>> start

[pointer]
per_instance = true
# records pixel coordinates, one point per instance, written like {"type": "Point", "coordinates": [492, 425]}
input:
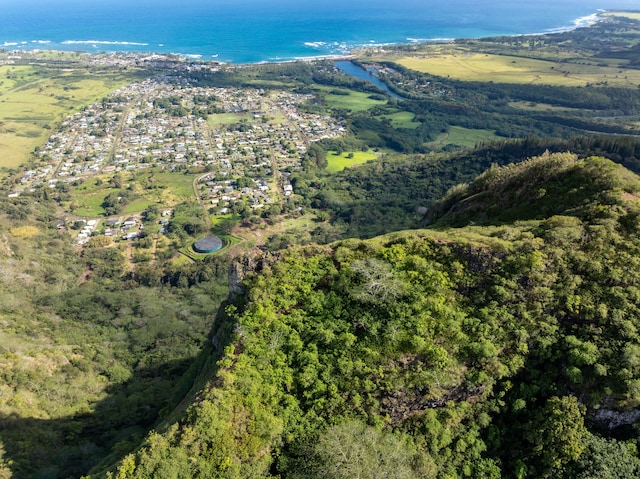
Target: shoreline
{"type": "Point", "coordinates": [586, 21]}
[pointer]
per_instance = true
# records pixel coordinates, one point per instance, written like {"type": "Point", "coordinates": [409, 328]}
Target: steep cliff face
{"type": "Point", "coordinates": [251, 263]}
{"type": "Point", "coordinates": [487, 350]}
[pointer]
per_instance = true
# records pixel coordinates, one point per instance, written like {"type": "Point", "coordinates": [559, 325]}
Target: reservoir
{"type": "Point", "coordinates": [354, 70]}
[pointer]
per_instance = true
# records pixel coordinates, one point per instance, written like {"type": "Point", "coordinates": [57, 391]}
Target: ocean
{"type": "Point", "coordinates": [249, 31]}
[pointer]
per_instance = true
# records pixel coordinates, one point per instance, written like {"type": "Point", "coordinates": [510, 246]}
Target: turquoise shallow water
{"type": "Point", "coordinates": [245, 31]}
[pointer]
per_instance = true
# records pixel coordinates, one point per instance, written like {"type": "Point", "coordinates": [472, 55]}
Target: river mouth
{"type": "Point", "coordinates": [357, 71]}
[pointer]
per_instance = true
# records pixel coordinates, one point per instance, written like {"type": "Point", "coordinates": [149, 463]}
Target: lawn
{"type": "Point", "coordinates": [512, 69]}
{"type": "Point", "coordinates": [339, 162]}
{"type": "Point", "coordinates": [353, 100]}
{"type": "Point", "coordinates": [464, 137]}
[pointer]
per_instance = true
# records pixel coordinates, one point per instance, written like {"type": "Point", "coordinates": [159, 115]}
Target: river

>> end

EXERCISE DETAILS
Repeat the lines above exactly, and keep every picture out.

RESULT
[pointer]
per_instance = true
# records pixel coordinates, one point per instance, written like {"type": "Point", "coordinates": [492, 425]}
input:
Target: shoreline
{"type": "Point", "coordinates": [586, 21]}
[pointer]
per_instance = true
# records pixel coordinates, one point per instance, written like {"type": "Point", "coordinates": [409, 328]}
Target: steep cliff face
{"type": "Point", "coordinates": [251, 263]}
{"type": "Point", "coordinates": [487, 350]}
[pointer]
per_instance = true
# records pixel coordinates, one point per instance, written like {"type": "Point", "coordinates": [559, 325]}
Target: reservoir
{"type": "Point", "coordinates": [354, 70]}
[pointer]
per_instance = true
# records pixel coordinates, one point per instance, written like {"type": "Point", "coordinates": [57, 391]}
Target: ocean
{"type": "Point", "coordinates": [249, 31]}
[pointer]
per_instance = true
# records pixel coordinates, one point per instance, written like {"type": "Point", "coordinates": [510, 246]}
Target: turquoise shallow water
{"type": "Point", "coordinates": [245, 31]}
[pointer]
per_instance = true
# records pixel coordinates, one point per instance, written like {"type": "Point", "coordinates": [472, 55]}
Target: river mouth
{"type": "Point", "coordinates": [357, 71]}
[pointer]
per_instance = true
# records pixel coordinates, one point per instance, written like {"type": "Point", "coordinates": [149, 463]}
Target: lawn
{"type": "Point", "coordinates": [512, 69]}
{"type": "Point", "coordinates": [339, 162]}
{"type": "Point", "coordinates": [353, 100]}
{"type": "Point", "coordinates": [464, 137]}
[pointer]
per_instance = true
# records pixel coordinates, one point per instance, written like {"type": "Point", "coordinates": [159, 115]}
Target: river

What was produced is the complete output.